-- Problem description --
Set down all the entries again, word for word.

Data to use below:

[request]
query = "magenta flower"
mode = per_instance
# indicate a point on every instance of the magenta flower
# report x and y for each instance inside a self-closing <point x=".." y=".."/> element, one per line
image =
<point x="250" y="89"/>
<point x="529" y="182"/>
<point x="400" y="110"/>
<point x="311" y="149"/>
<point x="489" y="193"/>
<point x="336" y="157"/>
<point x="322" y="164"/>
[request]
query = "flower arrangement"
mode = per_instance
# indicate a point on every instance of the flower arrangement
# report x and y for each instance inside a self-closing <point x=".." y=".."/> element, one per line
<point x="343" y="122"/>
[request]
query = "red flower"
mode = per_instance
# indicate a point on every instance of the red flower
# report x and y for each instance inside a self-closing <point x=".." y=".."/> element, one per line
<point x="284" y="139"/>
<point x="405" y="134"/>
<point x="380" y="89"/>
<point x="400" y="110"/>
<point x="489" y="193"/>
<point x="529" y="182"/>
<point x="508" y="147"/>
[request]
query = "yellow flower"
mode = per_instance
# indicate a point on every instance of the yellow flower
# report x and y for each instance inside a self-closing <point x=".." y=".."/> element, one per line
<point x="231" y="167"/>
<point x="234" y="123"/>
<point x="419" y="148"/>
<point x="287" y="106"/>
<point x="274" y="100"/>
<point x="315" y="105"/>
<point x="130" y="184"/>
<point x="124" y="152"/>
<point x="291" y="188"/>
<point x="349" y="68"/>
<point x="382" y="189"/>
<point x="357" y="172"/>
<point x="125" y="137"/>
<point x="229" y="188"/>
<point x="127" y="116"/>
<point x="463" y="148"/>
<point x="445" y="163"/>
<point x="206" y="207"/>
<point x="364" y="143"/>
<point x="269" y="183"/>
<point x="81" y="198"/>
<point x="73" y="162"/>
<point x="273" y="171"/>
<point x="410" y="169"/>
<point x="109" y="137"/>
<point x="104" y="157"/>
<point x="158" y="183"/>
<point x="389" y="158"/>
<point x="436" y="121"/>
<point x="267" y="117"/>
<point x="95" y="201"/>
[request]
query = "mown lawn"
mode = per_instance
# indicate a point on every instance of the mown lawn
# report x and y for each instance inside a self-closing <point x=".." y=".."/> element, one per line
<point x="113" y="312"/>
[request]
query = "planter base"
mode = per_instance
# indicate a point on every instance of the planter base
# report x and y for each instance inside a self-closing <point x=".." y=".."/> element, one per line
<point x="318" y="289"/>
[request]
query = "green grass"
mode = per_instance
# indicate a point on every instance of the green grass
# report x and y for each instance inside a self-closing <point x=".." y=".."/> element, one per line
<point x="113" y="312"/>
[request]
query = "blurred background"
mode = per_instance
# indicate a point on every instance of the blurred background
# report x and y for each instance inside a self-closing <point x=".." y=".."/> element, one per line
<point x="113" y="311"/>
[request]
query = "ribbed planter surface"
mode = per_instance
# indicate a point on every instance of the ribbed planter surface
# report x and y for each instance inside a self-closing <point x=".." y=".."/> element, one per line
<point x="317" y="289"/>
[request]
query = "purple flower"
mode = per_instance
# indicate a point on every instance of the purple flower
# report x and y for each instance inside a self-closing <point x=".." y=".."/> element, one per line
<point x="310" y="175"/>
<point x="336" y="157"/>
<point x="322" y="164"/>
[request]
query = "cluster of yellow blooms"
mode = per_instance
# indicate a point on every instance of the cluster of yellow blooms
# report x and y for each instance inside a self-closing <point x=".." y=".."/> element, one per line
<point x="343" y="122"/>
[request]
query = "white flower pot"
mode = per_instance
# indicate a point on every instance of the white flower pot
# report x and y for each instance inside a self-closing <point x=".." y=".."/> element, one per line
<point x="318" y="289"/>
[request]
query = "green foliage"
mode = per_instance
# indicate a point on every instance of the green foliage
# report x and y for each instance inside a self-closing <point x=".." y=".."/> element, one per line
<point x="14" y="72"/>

End of Data to use.

-- Exercise result --
[request]
query = "magenta flower"
mode = per_instance
# indicate a point on every instance of the magenta flower
# report x and y for each instance inside a self-closing <point x=".." y=".."/> element, one per line
image =
<point x="250" y="89"/>
<point x="529" y="182"/>
<point x="400" y="110"/>
<point x="311" y="149"/>
<point x="489" y="193"/>
<point x="336" y="157"/>
<point x="322" y="164"/>
[request]
query = "flower arrangement"
mode = per_instance
# indicate a point on every instance of the flower arrangement
# report x and y for each instance inside a self-closing <point x=".." y=".."/> element, one per line
<point x="343" y="122"/>
[request]
query = "red flower"
mode = per_instance
# indicate a point on every instance of the red flower
# report x and y for each instance inside a self-closing <point x=".." y=".."/> element, one per line
<point x="284" y="139"/>
<point x="405" y="134"/>
<point x="380" y="89"/>
<point x="400" y="110"/>
<point x="489" y="193"/>
<point x="529" y="182"/>
<point x="508" y="147"/>
[request]
query = "yellow flower"
mode = per_instance
# indicate a point on every instance of the yellow flower
# report x and y for each instance inside a self-closing <point x=".." y=".."/> element, one per line
<point x="231" y="167"/>
<point x="234" y="123"/>
<point x="419" y="148"/>
<point x="287" y="106"/>
<point x="274" y="100"/>
<point x="315" y="105"/>
<point x="130" y="184"/>
<point x="124" y="152"/>
<point x="291" y="188"/>
<point x="349" y="68"/>
<point x="382" y="189"/>
<point x="357" y="172"/>
<point x="125" y="137"/>
<point x="229" y="188"/>
<point x="127" y="116"/>
<point x="463" y="148"/>
<point x="445" y="163"/>
<point x="206" y="207"/>
<point x="364" y="143"/>
<point x="269" y="183"/>
<point x="81" y="198"/>
<point x="73" y="162"/>
<point x="273" y="171"/>
<point x="410" y="169"/>
<point x="109" y="137"/>
<point x="104" y="157"/>
<point x="158" y="183"/>
<point x="389" y="158"/>
<point x="436" y="121"/>
<point x="267" y="117"/>
<point x="95" y="201"/>
[request]
query = "mown lawn"
mode = per_instance
# indicate a point on every instance of the mown lawn
# report x and y for each instance inside a self-closing <point x=".." y=".."/> element, one per line
<point x="113" y="312"/>
[request]
query = "planter base"
mode = per_instance
# indicate a point on every instance of the planter base
# report x and y for each instance inside a self-closing <point x=".." y=".."/> element, one per line
<point x="318" y="289"/>
[request]
query = "green grass"
mode = per_instance
# indicate a point on every instance of the green grass
# report x and y for each instance inside a self-closing <point x=".." y=".."/> element, one per line
<point x="113" y="312"/>
[request]
query = "blurred background"
mode = per_instance
# indicate a point on every instance of the blurred background
# report x and y for each instance inside a self-closing <point x=".." y=".."/> element, one per line
<point x="113" y="311"/>
[request]
query = "ribbed planter surface"
mode = per_instance
# indicate a point on every instance of the ribbed planter surface
# report x and y for each instance inside a self-closing <point x=".." y=".."/> element, one per line
<point x="317" y="289"/>
[request]
query = "purple flower"
mode = per_instance
# indicate a point on every instance of the purple flower
# report x and y for each instance inside a self-closing <point x=".." y=".."/> element, one per line
<point x="310" y="175"/>
<point x="336" y="157"/>
<point x="322" y="164"/>
[request]
query = "cluster of yellow blooms"
mode = per_instance
# indicate a point on every instance of the cluster of yellow blooms
# report x and y for each instance inside a self-closing <point x=".." y=".."/> element, one per line
<point x="343" y="122"/>
[request]
query = "white flower pot"
mode = per_instance
# indicate a point on every instance of the white flower pot
# report x and y for each instance inside a self-closing <point x=".." y=".."/> element, one per line
<point x="318" y="289"/>
[request]
query = "green foliage"
mode = per_instance
# indicate a point on every instance of the green foliage
# report x and y for each instance inside a self-closing <point x=".." y=".."/> element, one per line
<point x="14" y="72"/>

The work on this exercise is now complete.